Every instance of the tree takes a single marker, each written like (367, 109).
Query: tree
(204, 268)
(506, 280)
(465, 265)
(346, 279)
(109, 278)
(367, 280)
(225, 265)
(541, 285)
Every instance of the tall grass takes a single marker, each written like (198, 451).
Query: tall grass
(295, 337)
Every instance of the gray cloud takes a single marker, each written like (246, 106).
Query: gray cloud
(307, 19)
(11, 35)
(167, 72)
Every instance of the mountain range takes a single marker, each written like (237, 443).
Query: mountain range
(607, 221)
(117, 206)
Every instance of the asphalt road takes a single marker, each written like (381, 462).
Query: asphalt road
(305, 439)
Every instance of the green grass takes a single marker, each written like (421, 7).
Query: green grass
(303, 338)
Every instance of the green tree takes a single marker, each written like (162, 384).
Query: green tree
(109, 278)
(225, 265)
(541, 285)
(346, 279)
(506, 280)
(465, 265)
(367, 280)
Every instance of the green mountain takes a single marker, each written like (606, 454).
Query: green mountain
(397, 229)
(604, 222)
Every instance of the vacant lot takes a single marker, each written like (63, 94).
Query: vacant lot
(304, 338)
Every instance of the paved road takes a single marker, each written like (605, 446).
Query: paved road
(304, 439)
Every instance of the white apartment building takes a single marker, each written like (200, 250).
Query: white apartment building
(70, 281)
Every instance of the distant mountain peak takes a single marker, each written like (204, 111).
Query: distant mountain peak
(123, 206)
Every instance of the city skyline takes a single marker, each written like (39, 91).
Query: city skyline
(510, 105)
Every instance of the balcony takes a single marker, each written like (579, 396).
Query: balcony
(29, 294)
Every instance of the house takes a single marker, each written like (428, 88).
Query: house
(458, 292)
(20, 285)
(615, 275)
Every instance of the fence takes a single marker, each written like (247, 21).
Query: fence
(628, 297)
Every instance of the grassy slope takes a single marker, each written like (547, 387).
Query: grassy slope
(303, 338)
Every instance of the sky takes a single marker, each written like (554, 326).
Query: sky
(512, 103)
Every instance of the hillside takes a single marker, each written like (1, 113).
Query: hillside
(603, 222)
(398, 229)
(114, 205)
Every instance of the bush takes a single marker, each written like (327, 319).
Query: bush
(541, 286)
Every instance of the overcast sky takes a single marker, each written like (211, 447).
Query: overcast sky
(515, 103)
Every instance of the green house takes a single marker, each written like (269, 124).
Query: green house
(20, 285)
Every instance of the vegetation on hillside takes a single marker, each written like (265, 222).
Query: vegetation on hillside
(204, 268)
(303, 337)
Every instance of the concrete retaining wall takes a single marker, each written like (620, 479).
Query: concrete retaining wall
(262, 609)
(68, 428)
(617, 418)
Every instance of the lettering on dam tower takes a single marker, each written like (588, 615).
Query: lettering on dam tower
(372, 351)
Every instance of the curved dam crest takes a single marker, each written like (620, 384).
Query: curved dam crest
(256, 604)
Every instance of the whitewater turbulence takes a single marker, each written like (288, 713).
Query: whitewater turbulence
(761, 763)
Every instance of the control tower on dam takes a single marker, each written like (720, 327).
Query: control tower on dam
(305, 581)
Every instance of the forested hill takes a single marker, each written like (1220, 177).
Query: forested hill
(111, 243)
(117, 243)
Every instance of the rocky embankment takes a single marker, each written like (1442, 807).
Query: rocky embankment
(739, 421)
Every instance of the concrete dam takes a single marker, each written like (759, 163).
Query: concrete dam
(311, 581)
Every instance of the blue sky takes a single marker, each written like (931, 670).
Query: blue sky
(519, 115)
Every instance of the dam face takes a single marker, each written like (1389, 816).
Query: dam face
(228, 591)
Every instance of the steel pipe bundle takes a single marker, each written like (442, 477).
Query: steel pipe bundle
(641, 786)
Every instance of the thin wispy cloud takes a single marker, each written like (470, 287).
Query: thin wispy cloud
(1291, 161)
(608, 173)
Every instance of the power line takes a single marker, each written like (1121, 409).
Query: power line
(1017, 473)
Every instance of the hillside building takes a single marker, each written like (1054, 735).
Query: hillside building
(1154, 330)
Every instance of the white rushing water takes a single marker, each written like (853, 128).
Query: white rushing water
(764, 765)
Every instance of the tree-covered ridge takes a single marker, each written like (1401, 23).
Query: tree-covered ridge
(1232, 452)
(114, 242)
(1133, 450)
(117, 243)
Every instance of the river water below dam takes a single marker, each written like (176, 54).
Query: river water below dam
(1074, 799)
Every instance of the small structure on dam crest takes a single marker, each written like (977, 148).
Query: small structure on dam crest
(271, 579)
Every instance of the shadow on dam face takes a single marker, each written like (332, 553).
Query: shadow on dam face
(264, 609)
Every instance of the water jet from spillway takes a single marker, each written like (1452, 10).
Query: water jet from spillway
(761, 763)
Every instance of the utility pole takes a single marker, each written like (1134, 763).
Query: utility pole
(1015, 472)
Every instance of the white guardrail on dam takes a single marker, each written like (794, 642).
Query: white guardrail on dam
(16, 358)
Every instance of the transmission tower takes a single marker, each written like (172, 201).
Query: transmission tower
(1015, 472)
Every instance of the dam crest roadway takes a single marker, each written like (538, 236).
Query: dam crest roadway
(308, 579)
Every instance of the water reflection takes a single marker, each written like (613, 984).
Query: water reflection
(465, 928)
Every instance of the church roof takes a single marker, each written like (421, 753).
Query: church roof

——

**Required task**
Reproduce all of the rows above, keeping every word and number unchanged.

**Task solution**
Every instance of the tree takes a single marker, each written like (367, 109).
Query: tree
(204, 268)
(506, 280)
(465, 265)
(346, 279)
(109, 278)
(367, 280)
(225, 265)
(541, 285)
Every instance of the tall grass takes a single marker, each written like (198, 451).
Query: tall grass
(295, 337)
Every instance of the gray cloud takes a single marker, each written like (246, 106).
Query: gray cloud
(307, 19)
(11, 35)
(167, 72)
Every instance of the mountain range takes a single marker, each written like (237, 443).
Query: mountain range
(607, 221)
(117, 206)
Every instance of the asphalt road takes a single marker, each written like (381, 462).
Query: asphalt road
(305, 439)
Every instance of the green grass takes a single marker, each written like (421, 7).
Query: green grass
(303, 338)
Every instance of the green tree takes a single marker, each written like (162, 384).
Query: green tree
(109, 278)
(225, 265)
(541, 285)
(346, 279)
(506, 280)
(465, 265)
(367, 280)
Every instance of the green mountain takes a single marker, each written like (606, 454).
Query: green mountain
(397, 229)
(604, 222)
Every instance of the vacant lot takes a single marker, each written like (63, 94).
Query: vacant lot
(304, 338)
Every instance of the paved road takes a single marker, each written like (605, 446).
Query: paved road
(304, 439)
Every instance of the white apartment building takes a single marker, each written like (200, 250).
Query: white apartment building
(70, 281)
Every instance of the distant mountain peak takes a single marker, each written like (204, 111).
Query: distant mountain peak
(123, 206)
Every instance of the city skyline takes a single marker, each written like (39, 91).
Query: city skyline
(510, 105)
Every instance of the balcony takes a single marker, each written like (579, 396).
Query: balcony
(29, 294)
Every instance of the house takes a single marker, each written like (428, 88).
Query: house
(458, 292)
(20, 285)
(615, 275)
Every instance of the fence takes a single marker, each written like (247, 21).
Query: fence
(628, 297)
Every instance of the grassy slope takes a single marker, each written like (547, 387).
Query: grassy slope
(303, 338)
Every instance of the sky takes a single marker, each written like (554, 326).
Query: sky
(512, 103)
Every instance of the hillside takes a single marker, each written like (1, 113).
Query: hillside
(603, 222)
(398, 229)
(114, 205)
Every instance of the bush takes a single marker, each written like (327, 319).
Query: bush
(541, 286)
Every instance of the overcast sky takes a single marker, each written like (211, 447).
Query: overcast sky
(515, 103)
Every instance of the green house takes a single marker, each written like (269, 124).
Query: green house
(20, 285)
Every instance of the vegetation on hillside takes a single marker, each written like (265, 222).
Query: vegetation on hillside
(204, 268)
(303, 337)
Every instance of the concrete retaining wall takes a single marker, each written like (620, 479).
Query: concrete retaining wall
(262, 609)
(68, 428)
(617, 418)
Every instance of the lettering on dam tower takes a single marker, each written like (588, 615).
Query: lettering on dam tower
(372, 351)
Every instance of the curved dam crest takes a single marker, each written like (620, 384).
Query: curved dam crest
(256, 604)
Every instance of the whitewater turbulence takes a single marker, each written like (288, 713).
Query: whitewater turbulence
(761, 763)
Every instance of the control tower on dam takes a single marker, each written like (720, 327).
Query: control tower on dam
(305, 581)
Every instance of the forested hill takes a single marker, each written like (1220, 177).
Query: forested hill
(111, 243)
(117, 243)
Every instance of the rocky embankment takes a single marker, each written like (1442, 807).
Query: rocky embankment
(739, 421)
Every instance of the concrete dam takes a single marker, each written like (759, 163).
Query: concrete dam
(311, 581)
Every instance of the blue sky takes a single marker, each written like (931, 670).
Query: blue sky
(519, 115)
Every instance of the dam face takes a single marker, each written like (1389, 816).
Query: dam face
(228, 591)
Every instance of the steel pipe bundle takes a single marker, each written like (442, 477).
Query: steel pipe bundle
(641, 786)
Every instance of the thin wispy cloud takes a single marker, each written like (470, 287).
Query: thin wispy cloud
(1291, 161)
(608, 173)
Every instance of the power line takes a single marker, each written like (1121, 409).
Query: power line
(1017, 473)
Every instance of the hillside building takes a single marker, each written like (1054, 735).
Query: hillside building
(1154, 330)
Every instance of the white rushing water takes a single marker, each written like (853, 128).
Query: white rushing water
(764, 765)
Every instance of the tree-covered ridge takes a single marker, each written like (1401, 23).
Query: tree-covered ridge
(1232, 452)
(114, 242)
(1133, 450)
(117, 243)
Every instance of the river water below dam takes a single marker, each written like (176, 54).
Query: river water below dam
(1074, 799)
Every instance of the small structure on dam crest takes a single marker, each written like (977, 148).
Query: small structure on dam crest
(271, 579)
Every instance of the shadow on dam face takes a single marker, each written like (332, 553).
Query: shadow on dam face
(264, 609)
Every instance of the water jet from spillway takes a single marker, each written like (1452, 10).
Query: water jet from spillway
(761, 763)
Every instance of the utility pole takes a single marker, each written like (1134, 763).
Query: utility pole
(1015, 472)
Every instance of the white guardrail on dam takes a single marker, each written like (794, 642).
Query: white guardrail on dam
(16, 358)
Every instance of the transmission tower takes a single marker, each written like (172, 201).
Query: transmission tower
(1015, 472)
Every instance of the dam crest roadway takes a single marker, each written like (538, 236).
Query: dam crest roadway
(308, 579)
Every instance of the water reflection takes a single marker, each written like (613, 984).
Query: water reflection
(465, 928)
Every instance of the church roof takes a single marker, each written like (421, 753).
Query: church roof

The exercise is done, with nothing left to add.